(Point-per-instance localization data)
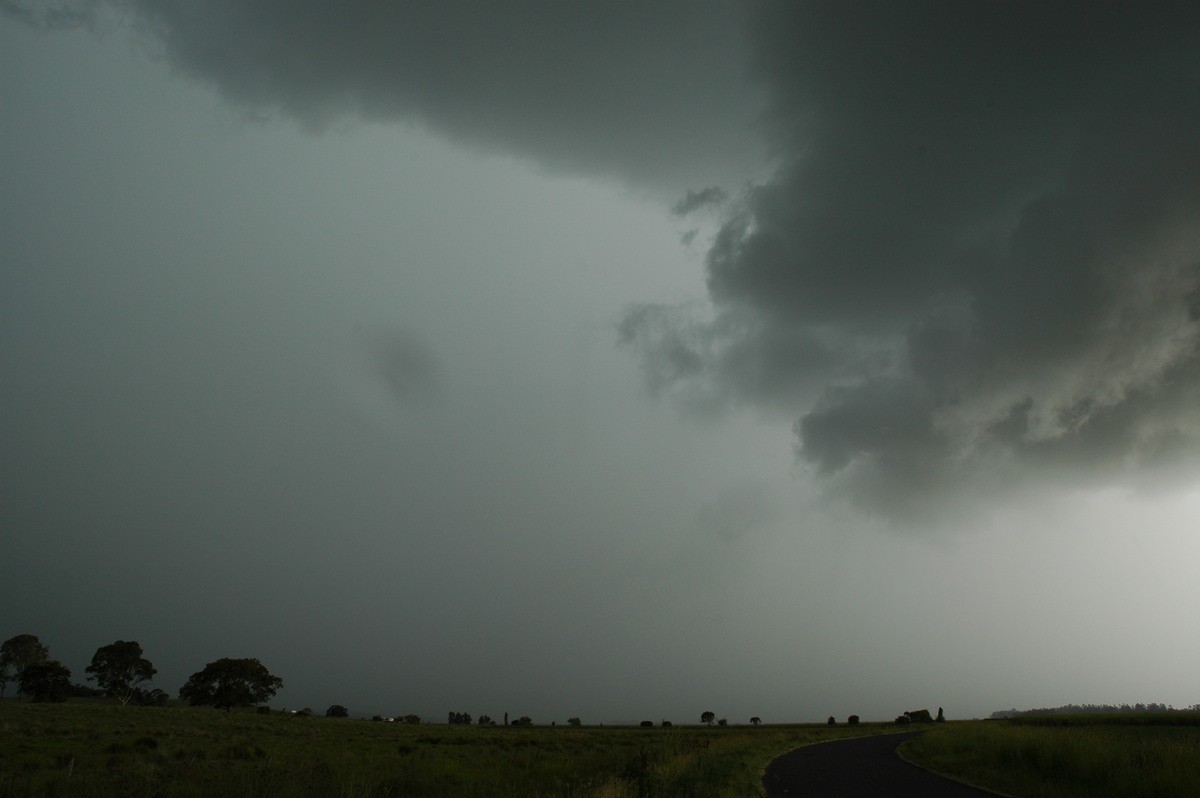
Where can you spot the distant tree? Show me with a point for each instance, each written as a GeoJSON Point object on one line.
{"type": "Point", "coordinates": [18, 653]}
{"type": "Point", "coordinates": [48, 681]}
{"type": "Point", "coordinates": [119, 669]}
{"type": "Point", "coordinates": [155, 697]}
{"type": "Point", "coordinates": [229, 683]}
{"type": "Point", "coordinates": [919, 717]}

### Activity
In the copy, no pictures should appear; the records themselves must be repeated exactly.

### Answer box
Where can you spot the distant tree? Show me with a point for each instance, each written as a GeoJSON Point object on one line.
{"type": "Point", "coordinates": [18, 653]}
{"type": "Point", "coordinates": [48, 681]}
{"type": "Point", "coordinates": [119, 669]}
{"type": "Point", "coordinates": [155, 697]}
{"type": "Point", "coordinates": [229, 683]}
{"type": "Point", "coordinates": [919, 717]}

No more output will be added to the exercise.